◆ **Excerpted passage**

-------------------------

Sometimes the symptoms of a fistula can be mistaken for the symptoms of another condition. A number of tests and investigations may be done to find out exactly what is causing the symptoms.
It’s important to know whether a fistula has developed because of a cancer that is growing, or as a result of previous treatment. This is because the way the fistula is managed will be different depending on why it has developed.
Your doctor will ask about your symptoms and talk to you about any surgery or treatment you've had in the past. They may also need to do a physical examination of the affected area. As many fistulas can develop in the pelvic area, some people feel embarrassed by this procedure. If you would prefer to be examined by a doctor of the same sex as you, just let your doctor or nurse know.
The kind of tests used will depend on the symptoms you have and the area of the body that is affected. Your doctor or nurse will explain the investigations to you and will answer any questions you have. Some of the tests that can be used are:
Methylene blue test
This is used to help diagnose a fistula involving the vagina and bowel. A tampon is placed into the vagina and then some harmless blue dye (methylene) is placed into the back passage. After about 10-15 minutes the tampon will be removed. Blue staining on the tampon shows that there is a fistula.

-------------------------

◆ **Dataset**
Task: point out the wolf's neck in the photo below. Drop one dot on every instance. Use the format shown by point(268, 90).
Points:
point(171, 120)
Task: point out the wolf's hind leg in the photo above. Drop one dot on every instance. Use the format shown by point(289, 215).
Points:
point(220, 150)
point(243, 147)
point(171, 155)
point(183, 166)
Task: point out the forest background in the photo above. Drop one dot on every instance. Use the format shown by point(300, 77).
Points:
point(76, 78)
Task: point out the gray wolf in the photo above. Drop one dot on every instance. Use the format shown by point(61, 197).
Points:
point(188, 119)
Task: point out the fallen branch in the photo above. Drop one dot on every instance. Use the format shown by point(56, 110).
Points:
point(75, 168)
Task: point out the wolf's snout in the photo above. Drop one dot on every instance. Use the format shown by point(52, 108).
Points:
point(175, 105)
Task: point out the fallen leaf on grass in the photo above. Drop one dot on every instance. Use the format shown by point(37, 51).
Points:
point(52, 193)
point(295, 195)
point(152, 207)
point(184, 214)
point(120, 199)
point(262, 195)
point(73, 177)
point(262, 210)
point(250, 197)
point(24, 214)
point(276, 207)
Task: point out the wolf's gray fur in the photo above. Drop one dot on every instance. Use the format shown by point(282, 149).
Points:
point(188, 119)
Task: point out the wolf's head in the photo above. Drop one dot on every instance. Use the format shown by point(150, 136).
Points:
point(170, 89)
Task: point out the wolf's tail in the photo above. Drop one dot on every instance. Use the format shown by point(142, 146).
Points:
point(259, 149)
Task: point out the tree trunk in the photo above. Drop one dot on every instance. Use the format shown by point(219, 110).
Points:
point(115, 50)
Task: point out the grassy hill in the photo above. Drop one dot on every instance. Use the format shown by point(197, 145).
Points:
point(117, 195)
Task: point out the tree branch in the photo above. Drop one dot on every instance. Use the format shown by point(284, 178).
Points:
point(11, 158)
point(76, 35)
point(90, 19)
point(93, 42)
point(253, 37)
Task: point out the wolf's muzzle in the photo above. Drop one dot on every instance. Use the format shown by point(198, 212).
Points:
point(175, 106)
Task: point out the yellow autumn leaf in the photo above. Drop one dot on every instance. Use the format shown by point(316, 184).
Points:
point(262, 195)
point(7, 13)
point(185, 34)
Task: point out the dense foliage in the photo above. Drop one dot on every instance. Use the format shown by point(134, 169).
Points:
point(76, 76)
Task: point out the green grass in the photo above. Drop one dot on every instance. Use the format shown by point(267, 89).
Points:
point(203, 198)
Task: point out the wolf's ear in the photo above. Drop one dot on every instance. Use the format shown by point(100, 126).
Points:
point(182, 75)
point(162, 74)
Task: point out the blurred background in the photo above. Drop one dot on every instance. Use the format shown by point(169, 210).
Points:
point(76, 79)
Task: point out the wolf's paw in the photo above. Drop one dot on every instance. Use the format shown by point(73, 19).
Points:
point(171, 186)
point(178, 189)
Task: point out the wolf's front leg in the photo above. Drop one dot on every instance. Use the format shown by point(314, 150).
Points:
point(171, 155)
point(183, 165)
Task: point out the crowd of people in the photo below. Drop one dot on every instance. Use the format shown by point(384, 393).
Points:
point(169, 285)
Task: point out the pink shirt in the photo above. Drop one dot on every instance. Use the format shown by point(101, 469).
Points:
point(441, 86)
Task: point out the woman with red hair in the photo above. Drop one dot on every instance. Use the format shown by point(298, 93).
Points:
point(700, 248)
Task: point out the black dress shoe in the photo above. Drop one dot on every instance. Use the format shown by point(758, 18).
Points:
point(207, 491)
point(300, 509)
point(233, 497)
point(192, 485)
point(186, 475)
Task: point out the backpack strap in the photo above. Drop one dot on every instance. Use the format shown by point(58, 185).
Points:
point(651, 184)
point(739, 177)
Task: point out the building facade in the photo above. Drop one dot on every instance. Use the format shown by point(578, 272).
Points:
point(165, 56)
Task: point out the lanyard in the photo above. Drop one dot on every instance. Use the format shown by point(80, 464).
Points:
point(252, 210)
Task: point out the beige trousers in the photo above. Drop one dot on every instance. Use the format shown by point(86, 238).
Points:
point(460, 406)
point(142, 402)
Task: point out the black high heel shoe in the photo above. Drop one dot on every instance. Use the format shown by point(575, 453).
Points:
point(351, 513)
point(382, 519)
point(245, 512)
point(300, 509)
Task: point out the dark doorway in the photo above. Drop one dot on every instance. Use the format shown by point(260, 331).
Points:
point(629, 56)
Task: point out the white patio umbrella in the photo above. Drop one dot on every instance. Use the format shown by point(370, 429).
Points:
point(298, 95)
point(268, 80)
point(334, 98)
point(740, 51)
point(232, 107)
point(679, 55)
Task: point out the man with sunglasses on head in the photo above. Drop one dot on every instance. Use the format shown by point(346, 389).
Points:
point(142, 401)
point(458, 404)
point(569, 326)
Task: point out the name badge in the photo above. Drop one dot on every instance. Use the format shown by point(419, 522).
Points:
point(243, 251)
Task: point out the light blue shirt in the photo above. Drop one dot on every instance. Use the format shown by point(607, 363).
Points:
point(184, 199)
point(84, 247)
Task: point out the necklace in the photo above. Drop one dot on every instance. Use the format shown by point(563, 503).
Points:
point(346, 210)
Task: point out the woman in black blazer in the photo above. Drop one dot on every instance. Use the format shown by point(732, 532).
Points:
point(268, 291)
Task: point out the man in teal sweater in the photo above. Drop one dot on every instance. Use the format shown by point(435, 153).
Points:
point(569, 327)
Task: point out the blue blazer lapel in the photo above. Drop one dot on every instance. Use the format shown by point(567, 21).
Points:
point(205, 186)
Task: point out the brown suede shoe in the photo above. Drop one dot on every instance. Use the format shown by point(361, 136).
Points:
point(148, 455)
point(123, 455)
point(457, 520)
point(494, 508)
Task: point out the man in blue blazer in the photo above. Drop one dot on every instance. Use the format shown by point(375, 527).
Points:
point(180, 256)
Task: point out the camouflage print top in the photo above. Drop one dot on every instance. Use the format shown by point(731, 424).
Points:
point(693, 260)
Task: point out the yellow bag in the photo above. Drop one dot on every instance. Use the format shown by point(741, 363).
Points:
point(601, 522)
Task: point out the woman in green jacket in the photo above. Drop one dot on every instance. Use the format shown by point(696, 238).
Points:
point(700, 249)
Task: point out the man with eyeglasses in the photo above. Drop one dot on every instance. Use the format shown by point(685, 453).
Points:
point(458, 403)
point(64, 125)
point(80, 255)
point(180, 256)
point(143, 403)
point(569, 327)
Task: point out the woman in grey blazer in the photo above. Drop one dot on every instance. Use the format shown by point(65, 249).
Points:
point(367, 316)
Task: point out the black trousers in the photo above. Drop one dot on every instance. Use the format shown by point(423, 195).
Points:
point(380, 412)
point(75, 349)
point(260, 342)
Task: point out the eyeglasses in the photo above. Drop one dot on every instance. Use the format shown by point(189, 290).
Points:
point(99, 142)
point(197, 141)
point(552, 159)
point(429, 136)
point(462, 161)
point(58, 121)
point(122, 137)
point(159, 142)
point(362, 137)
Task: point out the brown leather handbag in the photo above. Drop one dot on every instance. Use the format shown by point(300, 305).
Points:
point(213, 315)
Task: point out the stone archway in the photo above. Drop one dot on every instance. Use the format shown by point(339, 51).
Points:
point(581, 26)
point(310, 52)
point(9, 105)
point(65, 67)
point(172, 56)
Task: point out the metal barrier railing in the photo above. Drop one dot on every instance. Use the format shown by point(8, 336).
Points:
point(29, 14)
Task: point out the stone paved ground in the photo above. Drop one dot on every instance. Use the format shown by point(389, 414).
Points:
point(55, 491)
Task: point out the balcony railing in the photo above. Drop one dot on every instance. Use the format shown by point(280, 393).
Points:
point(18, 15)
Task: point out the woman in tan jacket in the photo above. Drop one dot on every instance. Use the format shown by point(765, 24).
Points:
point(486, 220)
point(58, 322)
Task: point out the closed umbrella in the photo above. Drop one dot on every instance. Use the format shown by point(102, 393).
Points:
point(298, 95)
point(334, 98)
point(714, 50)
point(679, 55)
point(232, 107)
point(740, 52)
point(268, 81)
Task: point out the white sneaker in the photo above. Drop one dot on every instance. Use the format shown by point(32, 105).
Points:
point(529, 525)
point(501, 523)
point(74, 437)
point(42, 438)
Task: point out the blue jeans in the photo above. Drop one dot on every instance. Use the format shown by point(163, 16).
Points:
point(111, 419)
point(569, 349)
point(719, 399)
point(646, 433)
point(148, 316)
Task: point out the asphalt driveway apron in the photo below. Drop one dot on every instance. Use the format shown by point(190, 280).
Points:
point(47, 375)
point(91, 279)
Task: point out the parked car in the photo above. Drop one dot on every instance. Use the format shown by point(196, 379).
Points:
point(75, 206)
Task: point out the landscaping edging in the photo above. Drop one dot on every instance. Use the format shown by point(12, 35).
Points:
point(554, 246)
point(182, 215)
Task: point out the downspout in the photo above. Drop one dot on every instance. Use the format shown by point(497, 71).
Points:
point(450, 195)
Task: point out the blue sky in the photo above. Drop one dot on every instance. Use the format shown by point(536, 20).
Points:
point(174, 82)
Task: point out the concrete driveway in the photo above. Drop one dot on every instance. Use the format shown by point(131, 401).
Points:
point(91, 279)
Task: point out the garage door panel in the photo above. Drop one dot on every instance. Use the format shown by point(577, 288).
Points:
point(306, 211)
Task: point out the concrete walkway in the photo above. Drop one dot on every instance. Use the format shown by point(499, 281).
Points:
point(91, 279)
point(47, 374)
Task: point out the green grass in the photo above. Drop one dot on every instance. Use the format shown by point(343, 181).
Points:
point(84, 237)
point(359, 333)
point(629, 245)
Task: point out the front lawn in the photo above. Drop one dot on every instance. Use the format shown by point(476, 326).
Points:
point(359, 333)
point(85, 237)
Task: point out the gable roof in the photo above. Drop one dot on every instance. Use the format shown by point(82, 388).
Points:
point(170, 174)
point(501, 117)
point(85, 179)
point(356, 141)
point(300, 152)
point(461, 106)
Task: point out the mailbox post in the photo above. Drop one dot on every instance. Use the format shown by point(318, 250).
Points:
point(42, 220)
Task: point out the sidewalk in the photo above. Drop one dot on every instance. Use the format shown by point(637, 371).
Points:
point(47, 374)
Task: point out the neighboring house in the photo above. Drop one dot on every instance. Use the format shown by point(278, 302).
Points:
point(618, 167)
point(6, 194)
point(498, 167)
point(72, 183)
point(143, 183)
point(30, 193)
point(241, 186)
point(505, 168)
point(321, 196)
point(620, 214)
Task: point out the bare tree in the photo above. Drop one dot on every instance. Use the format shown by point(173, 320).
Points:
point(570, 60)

-------------------------

◆ **Instructions**
A) Do the following statements agree with the passage on diagnosing a fistula? Give yes or no for each, with the deciding words of the passage quoted exactly. (i) The methylene blue test helps diagnose a fistula involving the vagina and the bladder. (ii) The tampon is removed after about 10-15 minutes. (iii) How a fistula is managed depends on why it has developed.
B) Translate into French this sentence from the passage on diagnosing a fistula: "Blue staining on the tampon shows that there is a fistula."
C) Print the passage on diagnosing a fistula from the words "The kind of" up to and including the words "is a fistula.", keeping every word unchanged.

◆ **Completed exercise**
A)
(i) No: "This is used to help diagnose a fistula involving the vagina and bowel."
(ii) Yes: "After about 10-15 minutes the tampon will be removed."
(iii) Yes: "the way the fistula is managed will be different depending on why it has developed."

B) Une coloration bleue sur le tampon indique la présence d'une fistule.

C)
The kind of tests used will depend on the symptoms you have and the area of the body that is affected. Your doctor or nurse will explain the investigations to you and will answer any questions you have. Some of the tests that can be used are:
Methylene blue test
This is used to help diagnose a fistula involving the vagina and bowel. A tampon is placed into the vagina and then some harmless blue dye (methylene) is placed into the back passage. After about 10-15 minutes the tampon will be removed. Blue staining on the tampon shows that there is a fistula.